The Hole in the Ground is a 2019 supernatural horror film, directed by Lee Cronin in his feature debut film, from a screenplay by Cronin and Stephen Shields. It stars Seána Kerslake, James Cosmo, Kati Outinen, Simone Kirby, Steve Wall, and James Quinn Markey. It follows a young woman who begins to suspect that her son's disturbing behavior is linked to a mysterious sinkhole.

The film had its world premiere at the Sundance Film Festival on 25 January 2019. It was released on 1 March 2019 by Wildcard Distribution in Ireland and by Vertigo Releasing in the United Kingdom.

Plot

Sarah O’Neill and her son Christopher ("Chris") move to the Irish countryside to start a new life in a rented house next to an old forest, after leaving Chris's father. Sarah worries about Chris's lack of interest in making new friends, but doesn't push the matter. While driving, Sarah almost hits an old woman named Noreen Brady standing in the middle of the road, causing the car's sideview mirror to break and fall off. When she exits the car to retrieve the mirror, Sarah notices Noreen whispering to herself before she turns to stare at Chris in silence.

--- Request ---
According to the film article, which company released the movie in the United Kingdom?

--- Supplied data ---
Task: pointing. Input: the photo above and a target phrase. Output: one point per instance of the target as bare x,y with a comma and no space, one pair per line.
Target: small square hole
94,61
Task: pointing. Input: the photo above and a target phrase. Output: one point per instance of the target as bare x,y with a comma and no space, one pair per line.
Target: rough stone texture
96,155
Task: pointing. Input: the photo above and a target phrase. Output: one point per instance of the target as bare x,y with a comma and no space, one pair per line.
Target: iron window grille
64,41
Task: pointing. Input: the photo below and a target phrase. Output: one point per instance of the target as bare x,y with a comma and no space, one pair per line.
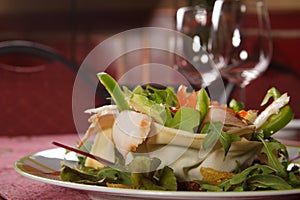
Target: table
15,186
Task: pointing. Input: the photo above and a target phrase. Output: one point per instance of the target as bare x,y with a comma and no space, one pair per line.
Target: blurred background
39,99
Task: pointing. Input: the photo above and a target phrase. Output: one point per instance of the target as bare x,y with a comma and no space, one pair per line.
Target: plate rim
153,194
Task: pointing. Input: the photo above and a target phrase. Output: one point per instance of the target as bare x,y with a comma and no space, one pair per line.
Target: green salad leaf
186,119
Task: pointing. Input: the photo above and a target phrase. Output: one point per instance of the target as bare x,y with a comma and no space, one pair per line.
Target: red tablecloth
15,186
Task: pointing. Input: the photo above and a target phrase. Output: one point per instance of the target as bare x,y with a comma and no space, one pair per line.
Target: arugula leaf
146,176
272,92
226,140
235,105
186,119
142,104
214,133
95,177
166,179
267,181
269,148
203,102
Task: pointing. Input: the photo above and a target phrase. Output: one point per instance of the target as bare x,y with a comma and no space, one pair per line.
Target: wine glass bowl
196,65
248,39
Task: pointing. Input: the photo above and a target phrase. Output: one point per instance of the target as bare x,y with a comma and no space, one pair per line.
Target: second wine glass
248,39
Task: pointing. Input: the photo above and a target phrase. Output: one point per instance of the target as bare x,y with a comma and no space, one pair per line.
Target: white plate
44,166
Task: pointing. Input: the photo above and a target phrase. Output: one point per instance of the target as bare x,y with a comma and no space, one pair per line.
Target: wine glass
248,40
194,22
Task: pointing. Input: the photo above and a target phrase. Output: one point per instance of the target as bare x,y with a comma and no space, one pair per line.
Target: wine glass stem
242,94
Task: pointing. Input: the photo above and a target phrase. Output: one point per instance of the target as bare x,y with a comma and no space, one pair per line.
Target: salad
162,139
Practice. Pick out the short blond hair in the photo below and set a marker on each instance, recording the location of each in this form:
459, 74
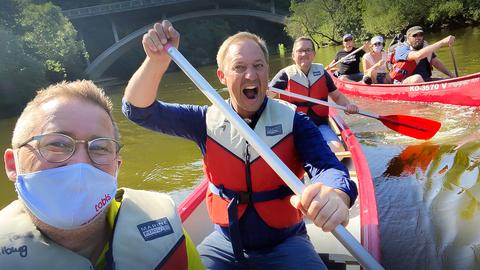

--- Exercise result ---
Vertigo Releasing